>> Start Data provided

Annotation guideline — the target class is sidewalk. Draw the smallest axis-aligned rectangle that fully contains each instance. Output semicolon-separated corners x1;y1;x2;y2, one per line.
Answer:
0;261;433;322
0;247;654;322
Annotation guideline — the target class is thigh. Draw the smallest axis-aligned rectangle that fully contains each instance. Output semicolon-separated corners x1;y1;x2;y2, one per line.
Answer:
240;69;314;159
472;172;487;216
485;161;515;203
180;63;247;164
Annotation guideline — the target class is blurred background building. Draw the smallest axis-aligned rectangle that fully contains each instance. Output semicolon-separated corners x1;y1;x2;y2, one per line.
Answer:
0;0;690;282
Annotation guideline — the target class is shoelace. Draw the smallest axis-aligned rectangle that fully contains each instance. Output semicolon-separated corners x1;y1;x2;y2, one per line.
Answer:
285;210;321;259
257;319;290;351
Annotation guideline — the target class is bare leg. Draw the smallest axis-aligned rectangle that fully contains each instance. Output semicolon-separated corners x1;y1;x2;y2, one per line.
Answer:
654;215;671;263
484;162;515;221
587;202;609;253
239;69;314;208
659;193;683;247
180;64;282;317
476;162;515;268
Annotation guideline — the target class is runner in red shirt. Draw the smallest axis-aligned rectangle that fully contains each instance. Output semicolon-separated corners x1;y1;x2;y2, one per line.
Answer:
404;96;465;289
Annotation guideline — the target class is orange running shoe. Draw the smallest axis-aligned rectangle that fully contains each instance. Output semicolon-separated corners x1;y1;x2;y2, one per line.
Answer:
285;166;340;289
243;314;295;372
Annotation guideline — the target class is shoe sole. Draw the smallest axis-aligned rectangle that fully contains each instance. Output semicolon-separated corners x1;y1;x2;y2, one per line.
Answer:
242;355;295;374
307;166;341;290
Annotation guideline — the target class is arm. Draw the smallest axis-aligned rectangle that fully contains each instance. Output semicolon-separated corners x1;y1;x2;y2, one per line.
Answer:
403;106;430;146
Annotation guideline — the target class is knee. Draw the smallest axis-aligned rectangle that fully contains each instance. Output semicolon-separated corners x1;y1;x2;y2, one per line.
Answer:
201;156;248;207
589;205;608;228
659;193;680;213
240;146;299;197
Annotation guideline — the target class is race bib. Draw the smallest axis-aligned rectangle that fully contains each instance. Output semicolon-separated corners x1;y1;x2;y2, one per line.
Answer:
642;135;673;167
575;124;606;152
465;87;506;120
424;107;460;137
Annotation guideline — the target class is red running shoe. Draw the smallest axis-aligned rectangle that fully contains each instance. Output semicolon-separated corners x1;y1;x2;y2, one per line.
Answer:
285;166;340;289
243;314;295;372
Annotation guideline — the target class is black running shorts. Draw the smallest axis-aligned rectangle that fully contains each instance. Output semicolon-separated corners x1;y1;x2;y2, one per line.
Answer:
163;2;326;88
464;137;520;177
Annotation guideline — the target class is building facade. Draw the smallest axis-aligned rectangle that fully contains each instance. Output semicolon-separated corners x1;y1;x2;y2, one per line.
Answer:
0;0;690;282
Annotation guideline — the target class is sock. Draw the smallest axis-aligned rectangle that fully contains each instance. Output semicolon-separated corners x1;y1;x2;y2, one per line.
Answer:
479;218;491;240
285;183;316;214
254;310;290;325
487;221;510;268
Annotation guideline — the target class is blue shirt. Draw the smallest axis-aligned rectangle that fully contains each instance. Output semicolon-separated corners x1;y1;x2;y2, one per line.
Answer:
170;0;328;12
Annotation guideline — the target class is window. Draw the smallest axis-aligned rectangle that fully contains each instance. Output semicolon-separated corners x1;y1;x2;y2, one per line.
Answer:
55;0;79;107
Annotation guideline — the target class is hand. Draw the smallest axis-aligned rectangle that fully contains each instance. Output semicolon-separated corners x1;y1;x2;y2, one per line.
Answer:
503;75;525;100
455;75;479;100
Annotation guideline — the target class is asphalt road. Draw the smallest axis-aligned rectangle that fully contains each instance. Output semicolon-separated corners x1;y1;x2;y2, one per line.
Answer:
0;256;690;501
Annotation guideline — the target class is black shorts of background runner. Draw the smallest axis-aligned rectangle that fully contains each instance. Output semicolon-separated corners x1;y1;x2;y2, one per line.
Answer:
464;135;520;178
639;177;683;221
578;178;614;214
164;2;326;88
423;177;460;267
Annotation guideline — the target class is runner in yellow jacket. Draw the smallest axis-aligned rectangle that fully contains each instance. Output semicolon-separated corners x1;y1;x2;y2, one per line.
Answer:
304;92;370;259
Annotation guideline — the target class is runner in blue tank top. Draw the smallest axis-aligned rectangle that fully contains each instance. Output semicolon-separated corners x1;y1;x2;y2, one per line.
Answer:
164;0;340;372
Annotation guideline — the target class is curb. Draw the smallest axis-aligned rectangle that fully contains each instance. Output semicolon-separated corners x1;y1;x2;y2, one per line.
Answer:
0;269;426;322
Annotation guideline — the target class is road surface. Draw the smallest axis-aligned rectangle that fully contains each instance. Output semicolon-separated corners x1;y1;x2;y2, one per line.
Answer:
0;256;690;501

>> End Data provided
>> Start Data provided

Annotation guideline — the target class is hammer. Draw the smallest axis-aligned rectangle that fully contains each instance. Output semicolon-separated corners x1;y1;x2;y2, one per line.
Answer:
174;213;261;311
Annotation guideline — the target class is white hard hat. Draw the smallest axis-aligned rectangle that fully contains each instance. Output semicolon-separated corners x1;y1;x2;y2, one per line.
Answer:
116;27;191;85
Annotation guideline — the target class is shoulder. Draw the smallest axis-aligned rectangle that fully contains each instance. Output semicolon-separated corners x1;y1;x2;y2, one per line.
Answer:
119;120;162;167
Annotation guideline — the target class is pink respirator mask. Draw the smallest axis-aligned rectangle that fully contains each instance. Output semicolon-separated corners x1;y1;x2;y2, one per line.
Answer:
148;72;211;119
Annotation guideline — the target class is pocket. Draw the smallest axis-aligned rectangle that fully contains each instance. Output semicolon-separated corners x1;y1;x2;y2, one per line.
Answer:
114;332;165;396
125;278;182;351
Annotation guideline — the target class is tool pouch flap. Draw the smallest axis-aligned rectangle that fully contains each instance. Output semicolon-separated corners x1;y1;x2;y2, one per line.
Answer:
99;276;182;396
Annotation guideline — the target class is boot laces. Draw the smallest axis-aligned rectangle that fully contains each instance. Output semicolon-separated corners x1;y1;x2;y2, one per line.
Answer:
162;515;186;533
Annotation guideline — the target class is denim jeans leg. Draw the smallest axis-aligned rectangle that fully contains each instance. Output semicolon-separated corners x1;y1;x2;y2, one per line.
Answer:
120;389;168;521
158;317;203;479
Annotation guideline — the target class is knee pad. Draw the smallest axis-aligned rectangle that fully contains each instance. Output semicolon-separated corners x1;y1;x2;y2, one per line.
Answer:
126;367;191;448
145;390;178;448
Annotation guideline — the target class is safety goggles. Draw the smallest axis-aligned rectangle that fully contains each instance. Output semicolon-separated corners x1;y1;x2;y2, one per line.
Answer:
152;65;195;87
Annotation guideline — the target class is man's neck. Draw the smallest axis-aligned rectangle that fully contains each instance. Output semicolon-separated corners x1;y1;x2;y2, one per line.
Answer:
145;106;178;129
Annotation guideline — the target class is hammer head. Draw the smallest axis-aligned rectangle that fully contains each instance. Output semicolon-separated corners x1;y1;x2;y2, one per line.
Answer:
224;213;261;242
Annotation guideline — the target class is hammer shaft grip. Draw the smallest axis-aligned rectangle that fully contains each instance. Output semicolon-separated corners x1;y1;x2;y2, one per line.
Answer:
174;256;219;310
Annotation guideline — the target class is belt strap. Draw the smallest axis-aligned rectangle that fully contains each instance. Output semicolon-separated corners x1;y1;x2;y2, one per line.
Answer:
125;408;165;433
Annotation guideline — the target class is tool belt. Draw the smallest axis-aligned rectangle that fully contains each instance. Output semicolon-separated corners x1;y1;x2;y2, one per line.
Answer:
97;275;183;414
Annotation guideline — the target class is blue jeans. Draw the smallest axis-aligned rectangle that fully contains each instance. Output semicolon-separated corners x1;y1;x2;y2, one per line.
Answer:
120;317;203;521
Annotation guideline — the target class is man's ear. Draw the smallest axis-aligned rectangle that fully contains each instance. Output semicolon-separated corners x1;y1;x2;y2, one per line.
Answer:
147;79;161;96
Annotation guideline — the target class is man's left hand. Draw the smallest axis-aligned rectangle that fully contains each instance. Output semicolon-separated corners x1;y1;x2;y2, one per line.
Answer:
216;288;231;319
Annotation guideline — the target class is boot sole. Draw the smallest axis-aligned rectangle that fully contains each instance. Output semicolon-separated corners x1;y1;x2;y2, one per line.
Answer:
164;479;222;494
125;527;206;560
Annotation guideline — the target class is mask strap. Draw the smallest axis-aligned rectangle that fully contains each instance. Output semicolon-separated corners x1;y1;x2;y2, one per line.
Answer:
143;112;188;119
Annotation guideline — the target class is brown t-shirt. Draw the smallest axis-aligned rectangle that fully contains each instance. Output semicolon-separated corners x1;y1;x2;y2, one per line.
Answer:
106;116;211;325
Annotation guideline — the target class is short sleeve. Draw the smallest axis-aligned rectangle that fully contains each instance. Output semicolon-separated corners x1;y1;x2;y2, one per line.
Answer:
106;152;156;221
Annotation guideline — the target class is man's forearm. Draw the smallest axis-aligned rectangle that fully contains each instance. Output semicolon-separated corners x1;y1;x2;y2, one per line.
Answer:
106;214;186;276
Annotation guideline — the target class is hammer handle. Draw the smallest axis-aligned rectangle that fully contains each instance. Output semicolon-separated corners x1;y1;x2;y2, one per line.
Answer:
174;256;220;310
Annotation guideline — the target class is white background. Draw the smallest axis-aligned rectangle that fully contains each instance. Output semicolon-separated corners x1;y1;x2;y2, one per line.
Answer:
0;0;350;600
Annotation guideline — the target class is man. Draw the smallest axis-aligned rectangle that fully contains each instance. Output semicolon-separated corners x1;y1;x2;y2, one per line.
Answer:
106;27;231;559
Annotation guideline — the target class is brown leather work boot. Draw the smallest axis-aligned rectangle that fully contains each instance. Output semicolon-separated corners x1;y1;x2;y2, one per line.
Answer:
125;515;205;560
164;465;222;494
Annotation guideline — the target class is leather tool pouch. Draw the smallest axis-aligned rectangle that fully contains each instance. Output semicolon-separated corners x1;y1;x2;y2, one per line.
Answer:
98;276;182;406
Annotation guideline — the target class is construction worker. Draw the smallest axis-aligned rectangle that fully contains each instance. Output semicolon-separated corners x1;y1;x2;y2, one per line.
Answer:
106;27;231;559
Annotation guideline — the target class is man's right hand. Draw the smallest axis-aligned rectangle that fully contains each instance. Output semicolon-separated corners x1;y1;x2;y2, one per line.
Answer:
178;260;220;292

>> End Data provided

### Brief:
Reproduce word for word everything in the material from the line that contains "Annotation guideline — the target class is sidewalk." down to the line that contains "404;96;465;289", including both of those lines.

### Exercise output:
Annotation guideline — the target class is sidewalk. Draw the smallest axis-aligned rectangle that fully contains each instance. Output semicolon-separated corners x1;y1;x2;y2, one per line.
Answer:
0;261;433;322
0;247;654;322
Annotation guideline — the target class is thigh. Draw the smallest axis-aligned rectangle that fully contains each instance. Output semicolon-separated corners x1;y1;x2;y2, one per line.
Answer:
240;69;314;159
472;172;487;216
485;161;515;203
180;63;247;164
Annotation guideline — the target class is blurred background building. Draw the smallest axis-aligned rectangle that fully contains each instance. Output semicolon-separated corners x1;y1;x2;y2, one per line.
Answer:
0;0;690;282
Annotation guideline — the target class is shoelace. Draw the smallest axis-aligned rectangle that fully contains each instance. Output semicolon-separated corners x1;y1;x2;y2, one per line.
Answer:
285;210;321;259
257;319;290;351
Annotation guideline — the target class is bare leg. Draw the smallest axis-aligned rectangle that fully contains each instance. Output semicolon-separated corners x1;y1;x2;y2, one per line.
Answer:
654;215;671;263
484;162;515;221
587;202;609;253
239;69;314;208
659;193;683;247
180;64;282;317
476;162;515;268
Annotation guideline — the target class is runner in red shirt. Draw the smallest axis-aligned rectangle that fully contains each instance. Output semicolon-separated corners x1;y1;x2;y2, one per line.
Answer:
404;96;465;289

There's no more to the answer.